WHAT IS EXPECTED
Summarize the Gold CD thread in three sentences.

SOURCE TEXT

# Gold CD



## patnor1011 (Mar 23, 2009)

Finally got my hand on cd containing info about gold occurence in Ireland. Didnt study it properly as I want to share it with everybody here who is interested. CD is in rar in two files on my rapidshare for download. However I have put pasword on that rar as I want to prevent that this CD will end up on ebay for sale or something like that, becouse I have my rapidshare link list published on few places. Feel free to pm me and I will send pasword to everyone who will download them and ask for it... It is not like I dont want to share that with somebody here...
Pat

download link removed as it is not valid anymore


----------



## patnor1011 (Mar 24, 2009)

the pasword is: ireland


----------



## Palladium (Mar 24, 2009)

Very interesting Pat. I quess that ain't something you find everyday. A C.D. about gold in ireland. I just included a link in the new forum book for this. Good job. :wink:


----------



## retropc.eu (Jan 14, 2015)

Unfortunately, link is no longer available :/


----------



## necromancer (Jan 14, 2015)

Error
File not found


----------



## rickbb (Jan 14, 2015)

Well it is a 5 year old link.


----------



## necromancer (Jan 14, 2015)

yes i seen that, i will also never be in Ireland looking for gold


----------



## rickbb (Jan 14, 2015)

STORED ROWS
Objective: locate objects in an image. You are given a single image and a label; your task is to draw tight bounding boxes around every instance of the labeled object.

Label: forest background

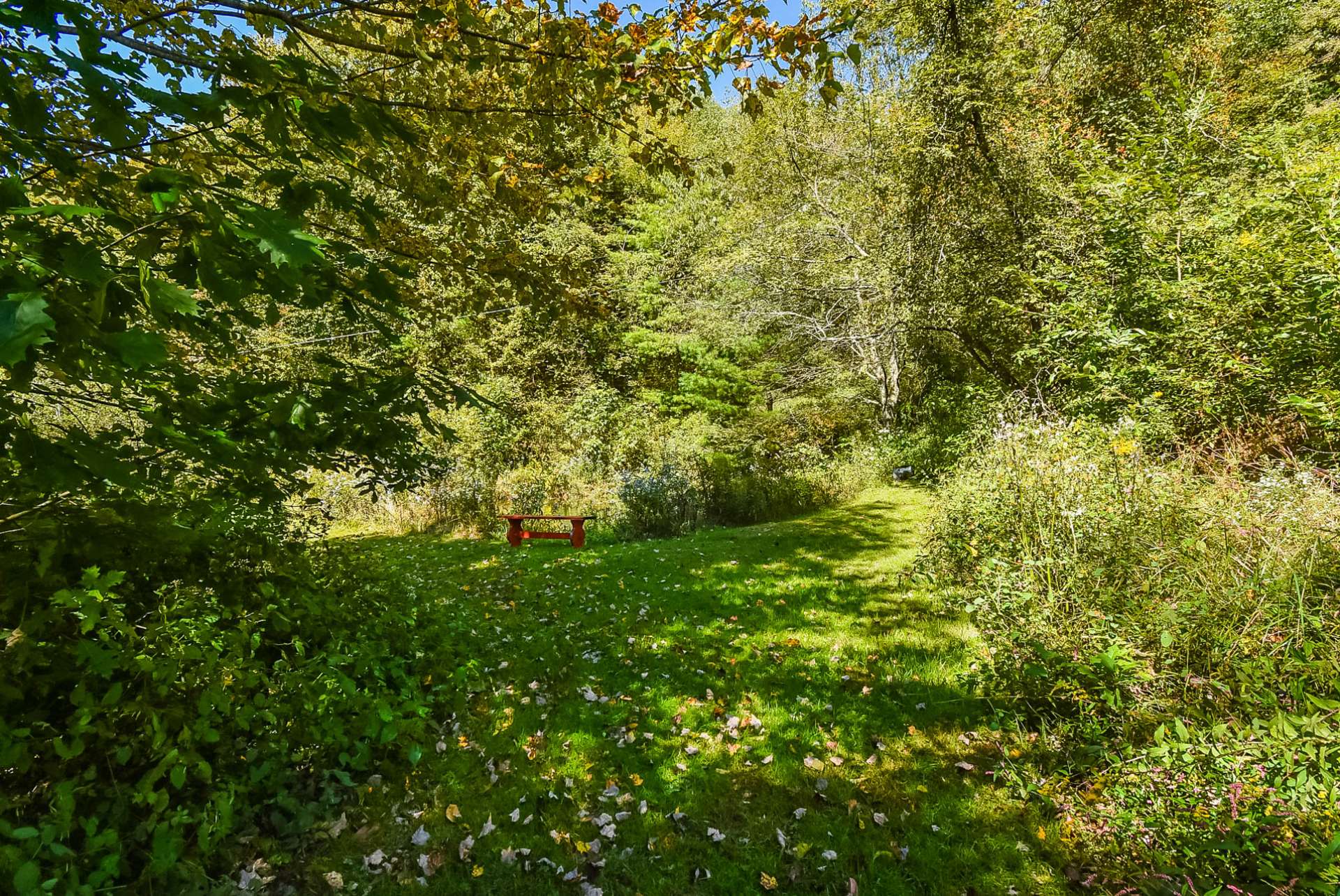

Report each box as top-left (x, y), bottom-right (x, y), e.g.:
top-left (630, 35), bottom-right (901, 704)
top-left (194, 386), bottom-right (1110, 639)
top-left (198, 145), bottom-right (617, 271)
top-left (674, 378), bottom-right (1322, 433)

top-left (0, 0), bottom-right (1340, 892)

REPLY
patnor1011 shares a CD about gold occurrence in Ireland as two password-protected rar files on rapidshare, adding the password so the CD won't end up for sale on eBay, and posts the password the next day. Palladium calls the CD interesting and adds a link to it in the new forum book. In 2015 other members report that the link is no longer available and the file is not found, and rickbb remarks that it is a five-year-old link.